— What is being asked —
Write out the lines below exactly as they stand, from the first line through the line containing "(1096, 395)", including both.

— Records to use —
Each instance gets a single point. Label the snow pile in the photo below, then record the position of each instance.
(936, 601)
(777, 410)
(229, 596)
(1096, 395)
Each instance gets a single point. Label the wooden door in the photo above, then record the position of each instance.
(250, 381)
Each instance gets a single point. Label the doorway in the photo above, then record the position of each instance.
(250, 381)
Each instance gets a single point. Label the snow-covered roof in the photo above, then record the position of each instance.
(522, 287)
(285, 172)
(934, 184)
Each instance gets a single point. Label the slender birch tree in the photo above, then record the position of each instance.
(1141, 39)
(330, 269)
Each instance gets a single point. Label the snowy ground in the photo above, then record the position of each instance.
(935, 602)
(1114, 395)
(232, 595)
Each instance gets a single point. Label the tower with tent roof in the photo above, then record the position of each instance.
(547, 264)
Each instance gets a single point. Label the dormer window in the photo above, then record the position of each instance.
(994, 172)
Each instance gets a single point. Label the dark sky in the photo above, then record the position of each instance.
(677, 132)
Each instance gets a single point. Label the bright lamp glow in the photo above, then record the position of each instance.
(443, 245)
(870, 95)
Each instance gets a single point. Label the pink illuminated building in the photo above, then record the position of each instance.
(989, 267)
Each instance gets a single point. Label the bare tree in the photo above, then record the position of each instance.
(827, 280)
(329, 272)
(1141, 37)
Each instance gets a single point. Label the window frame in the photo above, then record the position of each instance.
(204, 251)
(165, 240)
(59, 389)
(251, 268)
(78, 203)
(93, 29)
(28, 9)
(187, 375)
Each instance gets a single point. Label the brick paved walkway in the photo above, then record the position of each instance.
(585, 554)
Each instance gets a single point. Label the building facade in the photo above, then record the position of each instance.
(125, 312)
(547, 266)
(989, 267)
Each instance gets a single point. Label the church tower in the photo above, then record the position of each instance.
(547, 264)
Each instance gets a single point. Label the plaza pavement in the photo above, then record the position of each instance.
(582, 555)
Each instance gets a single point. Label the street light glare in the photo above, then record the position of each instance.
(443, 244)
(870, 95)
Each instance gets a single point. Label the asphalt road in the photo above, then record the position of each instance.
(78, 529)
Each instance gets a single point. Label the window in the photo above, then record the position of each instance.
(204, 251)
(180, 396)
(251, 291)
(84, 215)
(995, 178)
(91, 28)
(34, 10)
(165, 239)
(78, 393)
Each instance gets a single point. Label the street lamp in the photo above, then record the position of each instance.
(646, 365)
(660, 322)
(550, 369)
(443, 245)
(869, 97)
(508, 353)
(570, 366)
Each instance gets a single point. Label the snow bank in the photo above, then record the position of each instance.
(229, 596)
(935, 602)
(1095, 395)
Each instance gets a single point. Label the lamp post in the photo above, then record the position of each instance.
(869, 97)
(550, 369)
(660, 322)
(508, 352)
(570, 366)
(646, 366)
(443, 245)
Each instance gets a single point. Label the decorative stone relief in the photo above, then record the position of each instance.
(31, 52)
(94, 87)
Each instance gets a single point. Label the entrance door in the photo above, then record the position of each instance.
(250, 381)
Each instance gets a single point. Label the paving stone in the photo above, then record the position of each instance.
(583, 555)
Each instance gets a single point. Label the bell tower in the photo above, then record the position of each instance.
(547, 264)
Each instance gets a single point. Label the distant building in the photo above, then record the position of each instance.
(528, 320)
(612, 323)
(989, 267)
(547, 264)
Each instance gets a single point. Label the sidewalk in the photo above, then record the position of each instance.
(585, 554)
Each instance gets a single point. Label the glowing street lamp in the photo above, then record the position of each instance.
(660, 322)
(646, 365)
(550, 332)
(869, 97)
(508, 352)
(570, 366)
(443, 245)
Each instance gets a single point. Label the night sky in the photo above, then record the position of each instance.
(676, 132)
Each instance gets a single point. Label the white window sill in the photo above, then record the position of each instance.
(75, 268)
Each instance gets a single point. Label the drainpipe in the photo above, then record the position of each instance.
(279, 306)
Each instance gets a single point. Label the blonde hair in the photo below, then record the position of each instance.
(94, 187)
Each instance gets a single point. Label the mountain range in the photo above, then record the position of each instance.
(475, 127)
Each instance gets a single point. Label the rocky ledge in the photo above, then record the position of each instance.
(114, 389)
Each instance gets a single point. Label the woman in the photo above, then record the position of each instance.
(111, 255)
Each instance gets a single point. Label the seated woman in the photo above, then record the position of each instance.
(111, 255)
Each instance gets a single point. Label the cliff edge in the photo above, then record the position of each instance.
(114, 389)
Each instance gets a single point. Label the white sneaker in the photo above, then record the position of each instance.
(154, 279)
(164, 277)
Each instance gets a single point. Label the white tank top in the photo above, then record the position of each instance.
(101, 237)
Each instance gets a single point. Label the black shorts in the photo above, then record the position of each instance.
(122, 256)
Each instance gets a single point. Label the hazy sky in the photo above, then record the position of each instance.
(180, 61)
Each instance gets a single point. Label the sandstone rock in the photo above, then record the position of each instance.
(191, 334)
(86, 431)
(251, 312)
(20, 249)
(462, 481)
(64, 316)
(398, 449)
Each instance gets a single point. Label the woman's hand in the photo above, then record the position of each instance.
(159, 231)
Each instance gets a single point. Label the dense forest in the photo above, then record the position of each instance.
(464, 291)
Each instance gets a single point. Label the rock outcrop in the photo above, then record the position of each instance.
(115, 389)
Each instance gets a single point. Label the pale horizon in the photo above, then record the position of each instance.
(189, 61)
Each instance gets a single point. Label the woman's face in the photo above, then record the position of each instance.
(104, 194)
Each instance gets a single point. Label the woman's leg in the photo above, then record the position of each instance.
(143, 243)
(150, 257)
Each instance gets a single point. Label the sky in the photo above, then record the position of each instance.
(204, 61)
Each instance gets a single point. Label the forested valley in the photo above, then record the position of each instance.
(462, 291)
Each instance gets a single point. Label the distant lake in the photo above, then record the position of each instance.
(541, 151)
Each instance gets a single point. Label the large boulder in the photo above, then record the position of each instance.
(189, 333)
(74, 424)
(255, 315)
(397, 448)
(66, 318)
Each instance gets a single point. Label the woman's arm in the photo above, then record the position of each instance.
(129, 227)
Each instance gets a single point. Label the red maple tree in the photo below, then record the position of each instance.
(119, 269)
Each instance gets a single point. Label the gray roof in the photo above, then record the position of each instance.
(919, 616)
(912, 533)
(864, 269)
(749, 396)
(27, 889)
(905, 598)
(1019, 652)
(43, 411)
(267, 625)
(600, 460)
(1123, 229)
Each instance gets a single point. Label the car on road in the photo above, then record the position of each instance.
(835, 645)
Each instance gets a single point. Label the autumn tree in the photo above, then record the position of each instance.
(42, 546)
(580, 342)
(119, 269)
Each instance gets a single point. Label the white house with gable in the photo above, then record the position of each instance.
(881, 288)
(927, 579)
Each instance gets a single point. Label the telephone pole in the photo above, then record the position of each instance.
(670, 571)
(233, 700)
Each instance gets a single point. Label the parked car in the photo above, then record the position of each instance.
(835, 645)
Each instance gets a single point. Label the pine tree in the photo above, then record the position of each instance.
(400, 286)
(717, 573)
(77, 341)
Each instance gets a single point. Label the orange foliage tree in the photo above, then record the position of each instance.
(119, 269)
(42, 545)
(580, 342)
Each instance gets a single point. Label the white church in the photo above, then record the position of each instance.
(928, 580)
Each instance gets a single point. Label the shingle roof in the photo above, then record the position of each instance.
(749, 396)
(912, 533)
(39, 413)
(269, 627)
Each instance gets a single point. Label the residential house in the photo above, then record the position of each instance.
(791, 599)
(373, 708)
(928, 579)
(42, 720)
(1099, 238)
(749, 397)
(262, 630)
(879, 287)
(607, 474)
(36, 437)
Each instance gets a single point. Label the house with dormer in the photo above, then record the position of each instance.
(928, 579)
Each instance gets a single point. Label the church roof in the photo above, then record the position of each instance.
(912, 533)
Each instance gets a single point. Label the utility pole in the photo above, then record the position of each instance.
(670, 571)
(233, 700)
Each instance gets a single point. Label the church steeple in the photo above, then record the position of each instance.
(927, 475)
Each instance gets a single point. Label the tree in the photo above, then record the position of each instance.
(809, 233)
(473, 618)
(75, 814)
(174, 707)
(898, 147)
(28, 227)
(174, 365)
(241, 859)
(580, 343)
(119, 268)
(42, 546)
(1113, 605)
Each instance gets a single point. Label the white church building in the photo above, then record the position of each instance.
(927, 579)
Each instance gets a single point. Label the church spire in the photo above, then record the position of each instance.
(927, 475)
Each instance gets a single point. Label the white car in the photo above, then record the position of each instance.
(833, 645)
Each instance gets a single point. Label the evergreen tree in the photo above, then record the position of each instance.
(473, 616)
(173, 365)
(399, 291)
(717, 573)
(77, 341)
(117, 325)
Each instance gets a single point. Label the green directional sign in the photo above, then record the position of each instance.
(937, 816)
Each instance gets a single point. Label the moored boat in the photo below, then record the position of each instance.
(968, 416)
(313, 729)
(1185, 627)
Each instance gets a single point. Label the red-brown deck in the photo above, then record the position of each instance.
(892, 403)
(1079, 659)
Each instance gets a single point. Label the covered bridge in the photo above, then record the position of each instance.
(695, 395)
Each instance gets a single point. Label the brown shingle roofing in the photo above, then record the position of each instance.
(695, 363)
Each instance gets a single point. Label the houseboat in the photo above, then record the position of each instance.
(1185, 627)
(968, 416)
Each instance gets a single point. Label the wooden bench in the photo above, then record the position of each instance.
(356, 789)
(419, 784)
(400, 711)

— Written response —
Each instance gets a single point. Label the snow pile in the photo below, then record the position of each instance.
(936, 601)
(777, 410)
(229, 596)
(1096, 395)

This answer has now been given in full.